■ SELECTED EXTRACT:
With the regular season and the SUNYACs finished, Geneseo women’s basketball traveled to Amherst, Mass. to compete in the NCAA’s Division III tournament. Although they came away with a win on Friday March 1 against the Vassar College Brewers, they didn’t make it past Amherst’s own Amherst College Mammoths in a game on Saturday March 2.
“Going in, we were all super excited about being an at-large bid to the NCAAs because I don’t know if we all expected it,” junior guard Sara Ciotti said. “We killed it, we played really well the first game and in the second game, I think we killed it too, but the other team was just really good.”
The Knights first arrived at LeFrak Gymnasium at Amherst College to face off against the Brewers in an evening game on Friday. The Brewers, another upstate team that just barely lost out in their own league’s championship game, were pitted against the Knights in what was a foreign court in a foreign state for both.
Throughout the first half, the match seemed to be at a stalemate. Any time the Knights began to pull away with the score, the Brewers found themselves able to make up the deficit with a scoring run. By the end of the third quarter, Geneseo maintained a slight edge but not one to provide much comfort.
Within a couple minutes of play in the fourth quarter, there was no question. Geneseo practically lived on one half of the court for the last ten minutes, putting up a whopping 20 points to Vassar’s five. Three straight three-pointers from sophomore guard Natalie Alfieri and Ciotti erased any lingering doubts about the game’s results.
“In the first game, Natalie Alfieri killed it, she absolutely lit it up from the three,” Ciotti said. “Then in the second game, [senior guard] Kelsey Poplawksi killed it from the three. She hit three in a row right in the corner and that really helped us keep it somewhat close.”
With one challenge checked off, the Knights had little more than 24 hours to prepare for their next: the Amherst Mammoths on their home court.

■ EXERCISE BRIEF:
In the article on Geneseo women's basketball, which team did the Knights beat on Friday, March 1?

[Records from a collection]
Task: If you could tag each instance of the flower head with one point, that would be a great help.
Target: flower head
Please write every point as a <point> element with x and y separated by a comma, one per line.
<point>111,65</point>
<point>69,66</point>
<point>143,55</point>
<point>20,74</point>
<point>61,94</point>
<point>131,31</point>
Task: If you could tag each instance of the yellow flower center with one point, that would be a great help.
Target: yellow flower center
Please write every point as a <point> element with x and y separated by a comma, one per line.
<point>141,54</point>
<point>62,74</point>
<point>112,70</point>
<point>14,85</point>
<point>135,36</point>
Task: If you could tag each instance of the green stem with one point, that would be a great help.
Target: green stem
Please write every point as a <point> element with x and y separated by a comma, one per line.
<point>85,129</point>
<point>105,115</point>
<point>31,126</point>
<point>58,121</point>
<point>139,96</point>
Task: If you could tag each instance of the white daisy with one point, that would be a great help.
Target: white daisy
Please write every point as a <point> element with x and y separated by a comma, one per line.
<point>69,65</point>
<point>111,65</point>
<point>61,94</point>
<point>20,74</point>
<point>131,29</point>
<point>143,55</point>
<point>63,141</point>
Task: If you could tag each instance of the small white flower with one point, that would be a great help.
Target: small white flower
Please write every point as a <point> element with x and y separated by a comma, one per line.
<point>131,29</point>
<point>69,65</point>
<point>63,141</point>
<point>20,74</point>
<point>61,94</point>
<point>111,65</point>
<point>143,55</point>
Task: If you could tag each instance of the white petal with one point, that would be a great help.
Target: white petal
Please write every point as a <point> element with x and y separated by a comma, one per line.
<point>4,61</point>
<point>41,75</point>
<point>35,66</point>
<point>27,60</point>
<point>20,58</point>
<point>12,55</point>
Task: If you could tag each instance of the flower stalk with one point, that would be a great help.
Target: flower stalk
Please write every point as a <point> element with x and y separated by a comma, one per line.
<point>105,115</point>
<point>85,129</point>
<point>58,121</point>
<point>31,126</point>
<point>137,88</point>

■ TASK OUTPUT:
The Vassar College Brewers.